Excerpt to read
▶
Anyway, I thought that there might be others that would like to give this knifebuilding thing a try but who were afraid that it would require too many exotic tools and techniques. Well, it really doesn't! My shop is fairly well equipped, but I could easily see this project successfully completed by someone with less equipment. I'm very new to this list, so if this isn't an appropriate thread please tell me!

So here is the first installment, where I prepare the blades. Now if you are the type who would n'er carry a sgian dubh that was not crafted of Scottish steel with a bog-oak handle and silver hardware, then scroll down nae further!
This one will have a good 'ol Black Walnut handle, because I really like walnut and I happened to have a chunk sitting around looking for a knife to wrap around!

First of all I had to find blade blanks. I found just what I was looking for at Track of the Wolf in Elk River, Minnesota. (Item # Blade-7, 7" dirk) The blades are cast from 4140 steel and have not been finished in any way. $11.95 each. A quick phone call and three were on their way (one for myself and one each for the sons!)
◀
Set exercise A
According to the knifebuilding text, why will this knife have a Black Walnut handle?
Set exercise B
Give the stretch of the knifebuilding text from "So here is the" through "to wrap around!" again, replacing "handle" with "hilt".

(Region labeling entries)
▶
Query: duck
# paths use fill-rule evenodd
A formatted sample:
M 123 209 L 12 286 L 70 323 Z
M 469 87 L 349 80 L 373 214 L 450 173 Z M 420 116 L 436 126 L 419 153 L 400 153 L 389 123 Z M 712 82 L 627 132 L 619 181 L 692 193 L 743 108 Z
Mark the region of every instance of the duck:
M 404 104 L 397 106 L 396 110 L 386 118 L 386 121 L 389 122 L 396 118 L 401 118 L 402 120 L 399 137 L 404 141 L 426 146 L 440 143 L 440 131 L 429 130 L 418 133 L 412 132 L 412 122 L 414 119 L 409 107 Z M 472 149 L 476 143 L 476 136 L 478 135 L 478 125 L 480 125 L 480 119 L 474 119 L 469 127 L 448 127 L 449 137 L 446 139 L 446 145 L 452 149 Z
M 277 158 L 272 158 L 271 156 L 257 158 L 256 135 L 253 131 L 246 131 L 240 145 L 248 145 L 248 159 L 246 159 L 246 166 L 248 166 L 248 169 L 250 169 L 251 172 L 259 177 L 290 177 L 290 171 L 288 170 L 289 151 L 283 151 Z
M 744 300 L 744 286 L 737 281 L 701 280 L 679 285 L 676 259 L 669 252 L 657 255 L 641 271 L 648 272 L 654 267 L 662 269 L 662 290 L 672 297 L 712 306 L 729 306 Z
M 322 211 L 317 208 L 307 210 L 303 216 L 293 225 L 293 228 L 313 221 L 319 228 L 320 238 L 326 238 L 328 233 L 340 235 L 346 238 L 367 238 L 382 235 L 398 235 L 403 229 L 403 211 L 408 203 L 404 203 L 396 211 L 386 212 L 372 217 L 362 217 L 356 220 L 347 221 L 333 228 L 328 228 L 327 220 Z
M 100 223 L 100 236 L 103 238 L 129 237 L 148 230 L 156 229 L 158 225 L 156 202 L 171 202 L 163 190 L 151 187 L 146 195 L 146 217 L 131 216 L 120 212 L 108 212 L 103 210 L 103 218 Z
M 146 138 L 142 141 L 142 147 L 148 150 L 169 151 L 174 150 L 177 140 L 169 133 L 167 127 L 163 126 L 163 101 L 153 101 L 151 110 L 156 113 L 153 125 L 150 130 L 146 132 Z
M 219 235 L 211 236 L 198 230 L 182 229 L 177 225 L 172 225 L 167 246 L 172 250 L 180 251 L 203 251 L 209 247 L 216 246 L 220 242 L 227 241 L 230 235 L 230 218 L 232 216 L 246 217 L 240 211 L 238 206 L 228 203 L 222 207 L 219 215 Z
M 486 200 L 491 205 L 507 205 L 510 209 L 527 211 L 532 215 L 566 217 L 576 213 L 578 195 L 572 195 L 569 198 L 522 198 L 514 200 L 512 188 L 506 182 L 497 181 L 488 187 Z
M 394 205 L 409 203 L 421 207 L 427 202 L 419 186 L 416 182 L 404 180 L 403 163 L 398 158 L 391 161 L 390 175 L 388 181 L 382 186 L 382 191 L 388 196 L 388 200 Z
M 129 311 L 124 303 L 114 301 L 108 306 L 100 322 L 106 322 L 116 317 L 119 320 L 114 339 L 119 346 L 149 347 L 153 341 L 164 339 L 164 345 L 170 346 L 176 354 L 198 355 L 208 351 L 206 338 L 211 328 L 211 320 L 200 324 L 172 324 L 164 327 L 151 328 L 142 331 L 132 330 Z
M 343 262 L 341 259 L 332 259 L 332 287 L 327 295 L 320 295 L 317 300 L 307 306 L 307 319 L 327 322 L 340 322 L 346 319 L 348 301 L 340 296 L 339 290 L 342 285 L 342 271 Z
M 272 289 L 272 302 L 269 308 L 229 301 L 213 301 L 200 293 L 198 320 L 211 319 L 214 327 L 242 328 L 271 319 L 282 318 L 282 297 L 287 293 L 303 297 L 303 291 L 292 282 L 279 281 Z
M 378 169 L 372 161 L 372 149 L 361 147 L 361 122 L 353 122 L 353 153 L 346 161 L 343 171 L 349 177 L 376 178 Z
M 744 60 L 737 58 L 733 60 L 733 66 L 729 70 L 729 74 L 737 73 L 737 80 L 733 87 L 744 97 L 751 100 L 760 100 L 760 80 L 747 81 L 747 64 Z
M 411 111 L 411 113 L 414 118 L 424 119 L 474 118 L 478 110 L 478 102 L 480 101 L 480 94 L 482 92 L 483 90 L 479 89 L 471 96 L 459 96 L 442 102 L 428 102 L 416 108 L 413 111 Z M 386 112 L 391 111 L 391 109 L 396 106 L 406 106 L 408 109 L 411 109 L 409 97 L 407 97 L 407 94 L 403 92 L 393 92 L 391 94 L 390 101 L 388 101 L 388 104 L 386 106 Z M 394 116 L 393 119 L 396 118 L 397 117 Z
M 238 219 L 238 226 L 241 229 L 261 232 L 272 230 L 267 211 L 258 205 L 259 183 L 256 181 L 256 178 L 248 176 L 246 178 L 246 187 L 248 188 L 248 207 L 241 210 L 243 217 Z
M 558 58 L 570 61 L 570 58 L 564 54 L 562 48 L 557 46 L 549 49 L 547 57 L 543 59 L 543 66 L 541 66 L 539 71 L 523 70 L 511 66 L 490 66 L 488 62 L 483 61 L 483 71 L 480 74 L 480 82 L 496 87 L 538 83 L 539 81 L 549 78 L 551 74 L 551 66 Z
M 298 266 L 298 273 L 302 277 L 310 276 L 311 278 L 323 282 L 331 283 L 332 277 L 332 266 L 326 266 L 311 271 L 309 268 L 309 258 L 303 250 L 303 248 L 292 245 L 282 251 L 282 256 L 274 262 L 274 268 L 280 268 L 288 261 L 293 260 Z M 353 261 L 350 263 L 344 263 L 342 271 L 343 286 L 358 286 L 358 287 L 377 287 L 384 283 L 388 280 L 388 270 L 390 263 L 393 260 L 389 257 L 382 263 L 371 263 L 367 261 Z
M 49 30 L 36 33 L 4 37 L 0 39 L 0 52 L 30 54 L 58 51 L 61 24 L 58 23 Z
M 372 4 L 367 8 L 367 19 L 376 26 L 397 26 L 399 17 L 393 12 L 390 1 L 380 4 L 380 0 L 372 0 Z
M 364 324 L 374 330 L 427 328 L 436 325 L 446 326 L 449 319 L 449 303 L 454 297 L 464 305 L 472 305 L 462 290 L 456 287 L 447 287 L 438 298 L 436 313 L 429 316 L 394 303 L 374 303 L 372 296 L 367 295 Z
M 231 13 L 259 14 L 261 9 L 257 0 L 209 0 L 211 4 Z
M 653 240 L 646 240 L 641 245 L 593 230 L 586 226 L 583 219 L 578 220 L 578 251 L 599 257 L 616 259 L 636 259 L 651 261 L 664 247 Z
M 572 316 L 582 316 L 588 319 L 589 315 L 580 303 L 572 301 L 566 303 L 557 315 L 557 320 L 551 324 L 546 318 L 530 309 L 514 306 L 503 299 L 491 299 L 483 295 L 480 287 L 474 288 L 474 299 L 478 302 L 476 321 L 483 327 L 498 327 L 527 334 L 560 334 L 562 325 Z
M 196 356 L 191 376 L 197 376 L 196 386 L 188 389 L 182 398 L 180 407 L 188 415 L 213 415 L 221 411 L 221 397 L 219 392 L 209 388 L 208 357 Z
◀
Exercise result A
The writer really likes walnut and happened to have a chunk of it sitting around.

Exercise result B
So here is the first installment, where I prepare the blades. Now if you are the type who would n'er carry a sgian dubh that was not crafted of Scottish steel with a bog-oak hilt and silver hardware, then scroll down nae further!
This one will have a good 'ol Black Walnut hilt, because I really like walnut and I happened to have a chunk sitting around looking for a knife to wrap around!